Written task 1 ::
Do these statements agree with the 1.0.0-beta6 release notes? For each, answer yes or no and quote the deciding words of the release notes exactly. (a) The release adds support for CUDA 10.2. (b) Replacing the Play framework with Vertx in the UI brings API changes. (c) The SameDiff optimizations reduce memory use for inference only, not for training.

┌─ Supplied text

Highlights - 1.0.0-beta6 Release

    Added support for CUDA 10.2. 1.0.0-beta6 released with CUDA 9.2, 10.0, 10.1 and 10.2 support
    SameDiff optimizations - memory use for inference and training significantly reduced, with some performance improvements also
    Deeplearning4j UI - Play framework replaced with Vertx; deeplearning4j-ui dependency now no longer has Scala dependency or Scala version suffix Link
      Note: No API changes, only artifact ID change: replace deeplearning4j-ui_2.1x with deeplearning4j-ui
    ND4j namespace operation methods: operations are available through the Nd4j.math, Nd4j.random, Nd4j.bitwise, Nd4j.nn (neural network), for example Nd4j.math.abs(INDArray), Nd4j.random.logNormal etc Link.

└─
┌─ Dataset entries

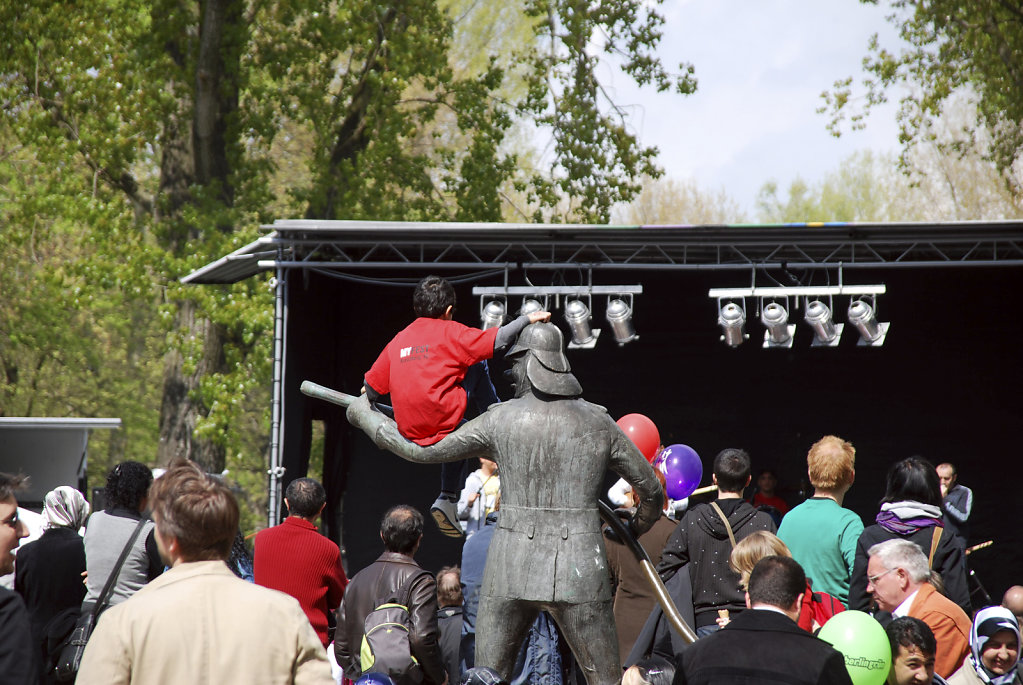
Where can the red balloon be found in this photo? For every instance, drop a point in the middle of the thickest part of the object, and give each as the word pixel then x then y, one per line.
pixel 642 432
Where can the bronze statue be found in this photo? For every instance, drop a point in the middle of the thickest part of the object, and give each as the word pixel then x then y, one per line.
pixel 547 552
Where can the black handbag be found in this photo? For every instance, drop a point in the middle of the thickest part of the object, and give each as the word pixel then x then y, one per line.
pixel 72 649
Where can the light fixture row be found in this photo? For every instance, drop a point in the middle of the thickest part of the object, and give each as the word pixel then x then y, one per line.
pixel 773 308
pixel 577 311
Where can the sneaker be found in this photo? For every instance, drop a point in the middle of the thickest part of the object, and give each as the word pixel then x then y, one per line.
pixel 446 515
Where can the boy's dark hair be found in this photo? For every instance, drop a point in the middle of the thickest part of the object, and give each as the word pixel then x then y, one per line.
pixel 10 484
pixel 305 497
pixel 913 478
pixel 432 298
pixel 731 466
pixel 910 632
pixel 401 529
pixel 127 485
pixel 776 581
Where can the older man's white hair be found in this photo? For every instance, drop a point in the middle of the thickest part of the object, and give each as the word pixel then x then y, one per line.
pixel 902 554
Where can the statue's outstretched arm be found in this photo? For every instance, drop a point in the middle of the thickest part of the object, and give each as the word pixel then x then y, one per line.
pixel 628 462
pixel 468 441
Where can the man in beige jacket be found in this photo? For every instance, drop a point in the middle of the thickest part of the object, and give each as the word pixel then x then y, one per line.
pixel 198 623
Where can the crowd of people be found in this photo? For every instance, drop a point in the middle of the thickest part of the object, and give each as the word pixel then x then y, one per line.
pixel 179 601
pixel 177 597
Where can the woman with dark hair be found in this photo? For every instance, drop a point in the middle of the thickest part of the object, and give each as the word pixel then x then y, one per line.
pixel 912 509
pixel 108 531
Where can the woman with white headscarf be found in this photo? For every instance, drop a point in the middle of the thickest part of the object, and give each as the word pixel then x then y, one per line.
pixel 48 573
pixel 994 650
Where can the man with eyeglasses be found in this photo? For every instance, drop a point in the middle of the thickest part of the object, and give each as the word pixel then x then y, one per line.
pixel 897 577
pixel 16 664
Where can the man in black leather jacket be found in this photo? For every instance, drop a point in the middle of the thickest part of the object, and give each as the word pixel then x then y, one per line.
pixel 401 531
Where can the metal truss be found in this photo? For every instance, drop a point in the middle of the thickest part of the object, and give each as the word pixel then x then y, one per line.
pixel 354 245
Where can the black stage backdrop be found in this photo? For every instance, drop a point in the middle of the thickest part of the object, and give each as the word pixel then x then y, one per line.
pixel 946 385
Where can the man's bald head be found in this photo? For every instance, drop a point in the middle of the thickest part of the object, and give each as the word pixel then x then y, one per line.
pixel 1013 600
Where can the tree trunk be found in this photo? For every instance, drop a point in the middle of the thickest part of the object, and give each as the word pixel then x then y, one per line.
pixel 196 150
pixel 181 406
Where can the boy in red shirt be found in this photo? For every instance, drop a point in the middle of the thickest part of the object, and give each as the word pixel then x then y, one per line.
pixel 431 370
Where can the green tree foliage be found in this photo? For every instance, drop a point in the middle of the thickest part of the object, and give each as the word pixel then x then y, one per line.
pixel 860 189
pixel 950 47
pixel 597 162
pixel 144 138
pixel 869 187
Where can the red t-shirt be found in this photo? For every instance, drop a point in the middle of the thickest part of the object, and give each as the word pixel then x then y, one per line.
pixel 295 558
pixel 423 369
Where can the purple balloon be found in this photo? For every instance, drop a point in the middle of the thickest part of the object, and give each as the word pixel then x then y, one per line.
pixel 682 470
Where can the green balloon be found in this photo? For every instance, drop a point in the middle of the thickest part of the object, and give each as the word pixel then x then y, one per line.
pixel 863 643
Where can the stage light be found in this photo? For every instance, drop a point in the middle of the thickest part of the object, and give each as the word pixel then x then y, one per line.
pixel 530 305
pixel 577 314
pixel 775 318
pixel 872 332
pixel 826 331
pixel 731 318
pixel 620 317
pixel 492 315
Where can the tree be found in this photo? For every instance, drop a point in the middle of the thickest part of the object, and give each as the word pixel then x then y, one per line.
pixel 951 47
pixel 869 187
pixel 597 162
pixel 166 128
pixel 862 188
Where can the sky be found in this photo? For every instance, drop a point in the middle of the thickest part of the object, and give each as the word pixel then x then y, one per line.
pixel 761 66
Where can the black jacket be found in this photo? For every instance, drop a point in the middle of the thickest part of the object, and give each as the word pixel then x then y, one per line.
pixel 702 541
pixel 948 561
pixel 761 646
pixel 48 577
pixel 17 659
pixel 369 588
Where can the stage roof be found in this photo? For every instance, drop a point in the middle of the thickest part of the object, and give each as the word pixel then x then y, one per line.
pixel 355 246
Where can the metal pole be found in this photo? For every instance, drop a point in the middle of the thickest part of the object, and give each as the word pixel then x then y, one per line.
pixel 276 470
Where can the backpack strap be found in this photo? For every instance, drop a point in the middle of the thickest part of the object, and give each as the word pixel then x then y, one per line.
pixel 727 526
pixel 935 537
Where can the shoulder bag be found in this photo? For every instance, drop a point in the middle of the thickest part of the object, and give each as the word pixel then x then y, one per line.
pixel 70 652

└─

Written task 2 ::
In the rows, take the stretch from the start of the extracted records through the line containing "pixel 642 432". Substitute "yellow balloon" for "red balloon" there, leave out the picture, keep everything else unchanged, and give back only those lines.

Exercise result 1 ::
(a) Yes: "Added support for CUDA 10.2."
(b) No: "No API changes, only artifact ID change"
(c) No: "memory use for inference and training significantly reduced"

Exercise result 2 ::
Where can the yellow balloon be found in this photo? For every instance, drop a point in the middle of the thickest part of the object, and give each as the word pixel then x then y, one per line.
pixel 642 432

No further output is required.